[Stored data entries]
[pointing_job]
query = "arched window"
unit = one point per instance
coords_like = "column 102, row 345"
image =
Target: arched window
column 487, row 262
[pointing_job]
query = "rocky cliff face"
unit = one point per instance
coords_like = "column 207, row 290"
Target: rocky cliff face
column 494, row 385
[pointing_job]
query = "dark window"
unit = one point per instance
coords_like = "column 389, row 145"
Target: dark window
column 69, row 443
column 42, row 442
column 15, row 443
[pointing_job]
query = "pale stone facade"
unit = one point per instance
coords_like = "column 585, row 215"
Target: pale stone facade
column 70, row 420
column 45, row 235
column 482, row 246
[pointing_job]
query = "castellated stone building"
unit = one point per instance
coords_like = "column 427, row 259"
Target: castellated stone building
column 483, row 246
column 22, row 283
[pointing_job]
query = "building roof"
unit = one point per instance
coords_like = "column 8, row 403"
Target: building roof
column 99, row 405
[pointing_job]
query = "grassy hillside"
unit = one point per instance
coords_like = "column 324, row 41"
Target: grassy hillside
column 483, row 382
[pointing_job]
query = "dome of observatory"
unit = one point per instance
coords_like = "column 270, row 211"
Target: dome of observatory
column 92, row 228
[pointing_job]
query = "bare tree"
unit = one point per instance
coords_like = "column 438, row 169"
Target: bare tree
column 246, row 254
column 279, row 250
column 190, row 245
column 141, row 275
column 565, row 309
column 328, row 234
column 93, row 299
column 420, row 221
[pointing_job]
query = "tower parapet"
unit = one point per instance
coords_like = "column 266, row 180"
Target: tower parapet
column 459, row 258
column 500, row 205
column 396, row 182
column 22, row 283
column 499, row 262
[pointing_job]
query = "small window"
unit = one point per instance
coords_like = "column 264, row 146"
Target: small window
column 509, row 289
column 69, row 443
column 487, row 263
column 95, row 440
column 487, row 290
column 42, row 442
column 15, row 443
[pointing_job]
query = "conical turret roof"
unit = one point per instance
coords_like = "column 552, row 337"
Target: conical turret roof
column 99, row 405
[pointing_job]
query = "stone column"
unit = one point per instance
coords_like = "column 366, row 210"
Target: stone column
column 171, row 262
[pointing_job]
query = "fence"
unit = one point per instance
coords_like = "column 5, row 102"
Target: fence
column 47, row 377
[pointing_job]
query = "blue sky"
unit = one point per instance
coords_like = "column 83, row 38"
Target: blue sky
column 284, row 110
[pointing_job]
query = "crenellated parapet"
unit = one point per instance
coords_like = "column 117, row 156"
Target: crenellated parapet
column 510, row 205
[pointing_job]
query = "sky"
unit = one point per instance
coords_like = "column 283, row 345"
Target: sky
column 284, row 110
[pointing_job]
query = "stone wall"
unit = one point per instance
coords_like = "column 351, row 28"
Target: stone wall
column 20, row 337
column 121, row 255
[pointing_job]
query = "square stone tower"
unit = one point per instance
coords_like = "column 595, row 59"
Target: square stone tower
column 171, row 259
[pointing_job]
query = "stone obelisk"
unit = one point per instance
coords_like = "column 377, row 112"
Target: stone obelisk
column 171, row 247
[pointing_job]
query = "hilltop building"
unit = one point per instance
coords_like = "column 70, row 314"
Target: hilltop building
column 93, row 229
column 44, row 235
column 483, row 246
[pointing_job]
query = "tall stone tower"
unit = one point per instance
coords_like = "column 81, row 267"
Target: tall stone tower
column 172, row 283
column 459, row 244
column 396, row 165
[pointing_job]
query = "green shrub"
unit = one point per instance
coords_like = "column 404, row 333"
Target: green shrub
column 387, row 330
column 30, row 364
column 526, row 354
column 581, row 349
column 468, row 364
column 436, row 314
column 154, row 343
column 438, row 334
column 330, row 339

## [PROMPT]
All the data above is to be given again, exactly.

## [RESPONSE AREA]
[pointing_job]
query = "arched window"
unit = one point per instance
coords_like = "column 102, row 345"
image =
Target: arched window
column 487, row 262
[pointing_job]
query = "rocky cliff face"
unit = one point per instance
coords_like = "column 207, row 290"
Target: rocky cliff face
column 494, row 385
[pointing_job]
query = "dark window"
unit = one point per instance
coords_like = "column 389, row 145"
Target: dark window
column 69, row 443
column 42, row 442
column 15, row 443
[pointing_job]
query = "pale stone facade"
unit = one point per instance
coords_like = "column 585, row 215"
Target: pale stone facade
column 70, row 420
column 45, row 235
column 482, row 246
[pointing_job]
query = "castellated stone building"
unit = one point per instance
coords_like = "column 427, row 259"
Target: castellated stone building
column 483, row 246
column 22, row 283
[pointing_job]
query = "building roof"
unit = one point per instance
coords_like = "column 8, row 403"
Target: building roof
column 99, row 405
[pointing_job]
query = "grassy hillside"
unit = one point per instance
coords_like = "column 324, row 41"
Target: grassy hillside
column 483, row 382
[pointing_job]
query = "dome of observatory"
unit = one point per instance
coords_like = "column 270, row 211"
Target: dome of observatory
column 92, row 228
[pointing_job]
query = "bare tree"
unit = one point per instance
coords_like = "column 438, row 169"
Target: bare tree
column 246, row 254
column 279, row 250
column 190, row 245
column 141, row 275
column 565, row 309
column 328, row 234
column 93, row 299
column 420, row 221
[pointing_job]
query = "tower parapet"
unit = one point per instance
coords_like = "column 266, row 180"
Target: tower parapet
column 459, row 258
column 500, row 205
column 396, row 182
column 22, row 283
column 499, row 262
[pointing_job]
query = "small window"
unit = one point per instance
coords_like = "column 264, row 146"
Target: small window
column 509, row 289
column 69, row 443
column 487, row 263
column 95, row 440
column 487, row 290
column 42, row 442
column 15, row 443
[pointing_job]
query = "conical turret roof"
unit = one point per instance
coords_like = "column 552, row 337"
Target: conical turret roof
column 99, row 405
[pointing_job]
query = "stone column"
unit = one point per instance
coords_like = "column 366, row 210"
Target: stone column
column 171, row 262
[pointing_job]
query = "fence"
unit = one point per instance
coords_like = "column 5, row 102"
Target: fence
column 47, row 377
[pointing_job]
query = "blue sky"
unit = one point per instance
coords_like = "column 83, row 38"
Target: blue sky
column 284, row 110
[pointing_job]
query = "crenellated parapet"
unit = one point per instance
coords_like = "column 117, row 156"
Target: crenellated parapet
column 510, row 205
[pointing_job]
query = "sky"
unit = one point per instance
coords_like = "column 283, row 345"
Target: sky
column 284, row 110
[pointing_job]
query = "stone wall"
unit = one point per instance
coords_like = "column 351, row 28"
Target: stone wall
column 20, row 337
column 121, row 255
[pointing_job]
query = "square stone tower"
unit = one point per instance
coords_like = "column 595, row 59"
Target: square stone tower
column 171, row 259
[pointing_job]
query = "stone obelisk"
unit = one point per instance
coords_like = "column 377, row 112"
Target: stone obelisk
column 171, row 247
[pointing_job]
query = "hilltop building"
unit = one point per instance
coords_like = "column 70, row 314"
Target: hilltop building
column 93, row 229
column 44, row 235
column 483, row 246
[pointing_job]
query = "tall stone tower"
unit = one point per instance
coords_like = "column 81, row 267"
Target: tall stone tower
column 172, row 283
column 459, row 244
column 396, row 165
[pointing_job]
query = "green shrub"
unit = one point per instance
coords_like = "column 404, row 333"
Target: green shrub
column 387, row 330
column 30, row 364
column 526, row 354
column 581, row 349
column 468, row 364
column 436, row 314
column 154, row 343
column 438, row 334
column 330, row 339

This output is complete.